WHAT IS EXPECTED —
Echo every line of the items below, from the line containing "Expected content: green" down to the line containing "106 0 248 76", both included, without changing a character.

DATASET —
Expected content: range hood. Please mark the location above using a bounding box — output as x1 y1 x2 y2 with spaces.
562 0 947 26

--

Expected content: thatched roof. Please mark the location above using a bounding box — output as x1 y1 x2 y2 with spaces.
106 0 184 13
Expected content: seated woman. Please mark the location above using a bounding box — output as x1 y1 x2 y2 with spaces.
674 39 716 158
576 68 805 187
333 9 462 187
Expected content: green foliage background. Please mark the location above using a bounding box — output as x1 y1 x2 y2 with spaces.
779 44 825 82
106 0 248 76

COMPLETE OUTPUT —
Expected content: green foliage background. Please mark the location above using a bounding box — output as x1 y1 x2 y2 with spaces.
779 44 825 82
106 0 248 76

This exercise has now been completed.